### PROBLEM DESCRIPTION
Write the line that includes "Where can the window awning" and all subsequent lines, exactly as written, and nothing more.

** Begin PROVIDED ENTRIES **

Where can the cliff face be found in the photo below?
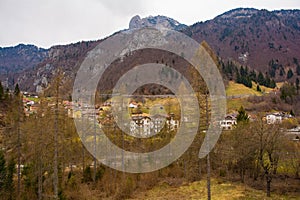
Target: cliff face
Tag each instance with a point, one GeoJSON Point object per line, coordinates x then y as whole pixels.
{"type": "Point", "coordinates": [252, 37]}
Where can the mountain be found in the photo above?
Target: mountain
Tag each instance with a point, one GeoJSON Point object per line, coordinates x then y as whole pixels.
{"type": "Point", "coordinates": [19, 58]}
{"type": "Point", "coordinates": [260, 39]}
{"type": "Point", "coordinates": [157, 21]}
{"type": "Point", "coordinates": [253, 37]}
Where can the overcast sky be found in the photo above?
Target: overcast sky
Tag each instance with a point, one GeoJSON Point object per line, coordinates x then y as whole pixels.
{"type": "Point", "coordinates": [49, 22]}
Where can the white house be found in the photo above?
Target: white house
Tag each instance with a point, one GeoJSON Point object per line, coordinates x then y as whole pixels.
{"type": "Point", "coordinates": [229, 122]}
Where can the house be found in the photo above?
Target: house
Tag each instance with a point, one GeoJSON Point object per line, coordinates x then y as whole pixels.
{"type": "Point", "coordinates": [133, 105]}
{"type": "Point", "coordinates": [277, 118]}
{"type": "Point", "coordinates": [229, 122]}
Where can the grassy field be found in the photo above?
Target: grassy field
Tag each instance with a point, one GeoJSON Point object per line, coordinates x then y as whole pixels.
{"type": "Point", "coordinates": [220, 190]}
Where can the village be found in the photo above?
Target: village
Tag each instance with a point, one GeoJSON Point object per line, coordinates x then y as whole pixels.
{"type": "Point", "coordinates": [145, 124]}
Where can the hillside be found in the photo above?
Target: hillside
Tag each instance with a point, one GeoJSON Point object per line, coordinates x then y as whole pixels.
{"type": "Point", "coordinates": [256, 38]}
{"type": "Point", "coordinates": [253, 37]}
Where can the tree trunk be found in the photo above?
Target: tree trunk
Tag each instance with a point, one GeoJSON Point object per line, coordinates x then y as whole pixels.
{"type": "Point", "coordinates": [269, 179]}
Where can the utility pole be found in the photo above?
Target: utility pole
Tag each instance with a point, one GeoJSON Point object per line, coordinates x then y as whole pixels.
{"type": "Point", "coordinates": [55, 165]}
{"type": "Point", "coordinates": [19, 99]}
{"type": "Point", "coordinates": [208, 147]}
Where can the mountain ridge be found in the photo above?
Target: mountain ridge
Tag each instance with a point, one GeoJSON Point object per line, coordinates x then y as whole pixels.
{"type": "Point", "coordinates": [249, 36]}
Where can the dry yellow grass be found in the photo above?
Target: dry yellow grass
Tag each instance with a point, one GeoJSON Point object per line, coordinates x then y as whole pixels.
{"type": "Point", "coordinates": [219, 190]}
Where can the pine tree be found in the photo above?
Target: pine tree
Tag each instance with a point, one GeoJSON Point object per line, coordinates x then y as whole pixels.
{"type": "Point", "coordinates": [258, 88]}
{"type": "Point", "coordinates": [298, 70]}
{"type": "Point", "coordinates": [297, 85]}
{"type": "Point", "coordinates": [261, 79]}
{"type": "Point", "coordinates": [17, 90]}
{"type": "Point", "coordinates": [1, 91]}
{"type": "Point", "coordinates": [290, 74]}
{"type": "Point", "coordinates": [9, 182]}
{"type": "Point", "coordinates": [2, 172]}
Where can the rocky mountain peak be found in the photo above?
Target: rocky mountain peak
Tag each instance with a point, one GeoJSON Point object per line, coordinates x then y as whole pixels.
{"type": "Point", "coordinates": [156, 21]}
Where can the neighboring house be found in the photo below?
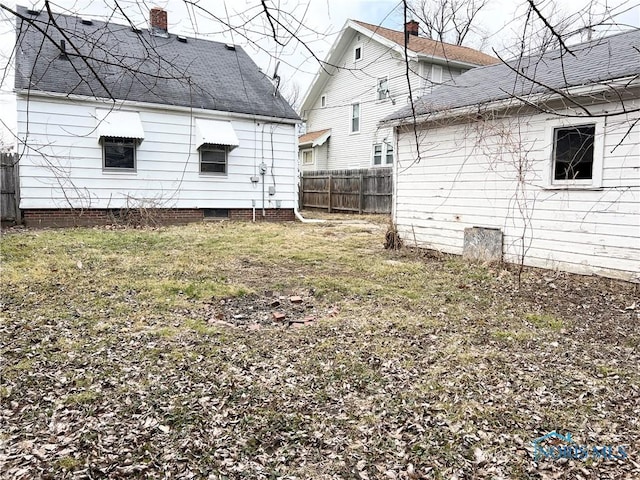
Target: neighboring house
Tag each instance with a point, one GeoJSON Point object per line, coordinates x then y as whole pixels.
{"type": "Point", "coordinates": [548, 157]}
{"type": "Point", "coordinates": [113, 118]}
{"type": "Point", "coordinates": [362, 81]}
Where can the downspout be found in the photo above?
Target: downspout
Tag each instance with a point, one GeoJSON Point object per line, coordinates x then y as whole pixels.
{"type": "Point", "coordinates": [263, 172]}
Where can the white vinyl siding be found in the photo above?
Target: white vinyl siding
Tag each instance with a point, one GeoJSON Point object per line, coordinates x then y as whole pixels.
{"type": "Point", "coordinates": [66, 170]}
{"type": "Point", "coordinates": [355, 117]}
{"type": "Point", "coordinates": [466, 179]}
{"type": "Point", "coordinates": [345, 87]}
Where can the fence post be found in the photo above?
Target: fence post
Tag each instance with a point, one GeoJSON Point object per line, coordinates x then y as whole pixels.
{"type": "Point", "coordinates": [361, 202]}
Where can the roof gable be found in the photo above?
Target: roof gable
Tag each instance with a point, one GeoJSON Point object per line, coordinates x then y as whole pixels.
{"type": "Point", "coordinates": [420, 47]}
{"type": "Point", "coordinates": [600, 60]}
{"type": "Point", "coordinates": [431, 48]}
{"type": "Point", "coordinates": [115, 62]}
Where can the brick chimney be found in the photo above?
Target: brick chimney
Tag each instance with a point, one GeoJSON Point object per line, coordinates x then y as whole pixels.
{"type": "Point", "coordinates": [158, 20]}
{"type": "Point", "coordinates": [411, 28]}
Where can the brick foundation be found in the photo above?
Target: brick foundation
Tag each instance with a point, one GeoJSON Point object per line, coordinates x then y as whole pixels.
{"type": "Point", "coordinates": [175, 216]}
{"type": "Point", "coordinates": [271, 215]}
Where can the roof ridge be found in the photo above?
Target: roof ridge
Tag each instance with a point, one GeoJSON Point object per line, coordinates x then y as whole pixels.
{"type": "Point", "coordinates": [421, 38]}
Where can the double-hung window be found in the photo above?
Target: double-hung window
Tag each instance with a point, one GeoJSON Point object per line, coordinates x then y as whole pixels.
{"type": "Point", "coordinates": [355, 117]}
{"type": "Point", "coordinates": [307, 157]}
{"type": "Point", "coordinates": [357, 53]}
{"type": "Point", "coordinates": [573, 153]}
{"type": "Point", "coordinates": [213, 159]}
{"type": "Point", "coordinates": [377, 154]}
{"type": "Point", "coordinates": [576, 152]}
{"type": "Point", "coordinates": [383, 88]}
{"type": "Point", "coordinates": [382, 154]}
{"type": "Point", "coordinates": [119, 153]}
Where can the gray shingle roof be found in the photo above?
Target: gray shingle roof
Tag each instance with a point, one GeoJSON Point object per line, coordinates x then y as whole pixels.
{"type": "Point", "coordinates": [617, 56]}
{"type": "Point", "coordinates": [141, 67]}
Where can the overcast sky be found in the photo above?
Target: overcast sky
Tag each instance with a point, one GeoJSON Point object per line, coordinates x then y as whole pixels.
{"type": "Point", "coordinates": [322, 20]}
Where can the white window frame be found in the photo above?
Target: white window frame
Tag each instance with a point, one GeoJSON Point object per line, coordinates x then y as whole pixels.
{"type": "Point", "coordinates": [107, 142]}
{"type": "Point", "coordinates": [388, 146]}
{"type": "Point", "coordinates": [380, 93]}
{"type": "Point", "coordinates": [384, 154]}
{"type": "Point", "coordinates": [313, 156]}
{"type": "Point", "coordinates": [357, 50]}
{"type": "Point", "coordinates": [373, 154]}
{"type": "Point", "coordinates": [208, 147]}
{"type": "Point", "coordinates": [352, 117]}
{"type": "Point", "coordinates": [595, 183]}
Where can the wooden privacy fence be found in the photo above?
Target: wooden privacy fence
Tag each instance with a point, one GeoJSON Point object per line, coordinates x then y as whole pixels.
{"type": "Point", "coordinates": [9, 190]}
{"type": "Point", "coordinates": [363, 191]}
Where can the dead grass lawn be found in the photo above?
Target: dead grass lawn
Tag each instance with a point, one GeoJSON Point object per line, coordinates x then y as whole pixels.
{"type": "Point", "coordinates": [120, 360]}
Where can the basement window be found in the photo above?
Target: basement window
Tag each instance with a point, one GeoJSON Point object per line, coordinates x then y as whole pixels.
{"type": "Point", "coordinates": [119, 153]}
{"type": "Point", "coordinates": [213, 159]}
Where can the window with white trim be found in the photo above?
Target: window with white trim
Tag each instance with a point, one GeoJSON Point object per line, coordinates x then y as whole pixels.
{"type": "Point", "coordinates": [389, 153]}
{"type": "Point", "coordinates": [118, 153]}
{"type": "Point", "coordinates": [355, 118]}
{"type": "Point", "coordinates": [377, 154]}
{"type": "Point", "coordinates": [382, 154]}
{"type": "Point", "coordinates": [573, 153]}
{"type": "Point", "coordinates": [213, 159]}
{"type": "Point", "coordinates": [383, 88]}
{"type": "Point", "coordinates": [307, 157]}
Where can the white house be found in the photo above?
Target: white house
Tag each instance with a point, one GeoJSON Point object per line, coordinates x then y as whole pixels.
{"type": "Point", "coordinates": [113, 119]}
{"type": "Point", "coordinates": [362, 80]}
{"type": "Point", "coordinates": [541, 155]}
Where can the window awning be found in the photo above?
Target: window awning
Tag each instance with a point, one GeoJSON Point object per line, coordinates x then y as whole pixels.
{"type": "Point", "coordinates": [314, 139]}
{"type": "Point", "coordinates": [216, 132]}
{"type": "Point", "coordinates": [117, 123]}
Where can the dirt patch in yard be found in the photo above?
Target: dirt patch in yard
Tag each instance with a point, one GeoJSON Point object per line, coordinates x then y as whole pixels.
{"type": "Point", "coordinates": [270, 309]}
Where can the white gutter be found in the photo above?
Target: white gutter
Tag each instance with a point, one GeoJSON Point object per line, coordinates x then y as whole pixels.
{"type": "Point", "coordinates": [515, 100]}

** End PROVIDED ENTRIES **

### EXERCISE SOLUTION
Where can the window awning be found in the photo above?
Target: window awning
Tag each instance with a point, one GeoJSON Point object per line, coordinates x then y as whole pixels.
{"type": "Point", "coordinates": [314, 139]}
{"type": "Point", "coordinates": [216, 132]}
{"type": "Point", "coordinates": [117, 123]}
Where can the dirt patch in yard be found in the photo above?
Target: dirt patch in yard
Tag each instance with a point, one GeoJSON Point object per line, coordinates x then y as whole pixels.
{"type": "Point", "coordinates": [270, 309]}
Where can the white gutter be found in the photo above?
Target: white gutter
Tag each instance with a point, one GeoJSON Point object per line, coordinates x then y as whole pixels.
{"type": "Point", "coordinates": [515, 100]}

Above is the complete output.